**RECORDS TO USE**
■ ■ ■ ■ ■ ■ ■

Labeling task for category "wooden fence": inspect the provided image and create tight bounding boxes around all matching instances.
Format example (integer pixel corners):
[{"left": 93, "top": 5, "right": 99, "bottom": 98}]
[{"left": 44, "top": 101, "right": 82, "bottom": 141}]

■ ■ ■ ■ ■ ■ ■

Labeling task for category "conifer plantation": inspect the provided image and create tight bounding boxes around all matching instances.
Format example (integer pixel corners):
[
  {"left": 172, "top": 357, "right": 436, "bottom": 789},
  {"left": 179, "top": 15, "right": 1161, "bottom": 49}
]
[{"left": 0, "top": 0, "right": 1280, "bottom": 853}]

■ ■ ■ ■ ■ ■ ■

**SHORT EXERCISE**
From the items above, extract every line that contains the word "inspect", treating uppercase and lowercase letters as distinct.

**FULL SOLUTION**
Labeling task for category "wooden fence": inspect the provided image and create tight bounding boxes around all matching instances.
Labeling task for category "conifer plantation": inspect the provided image and create tight bounding boxes around all matching instances.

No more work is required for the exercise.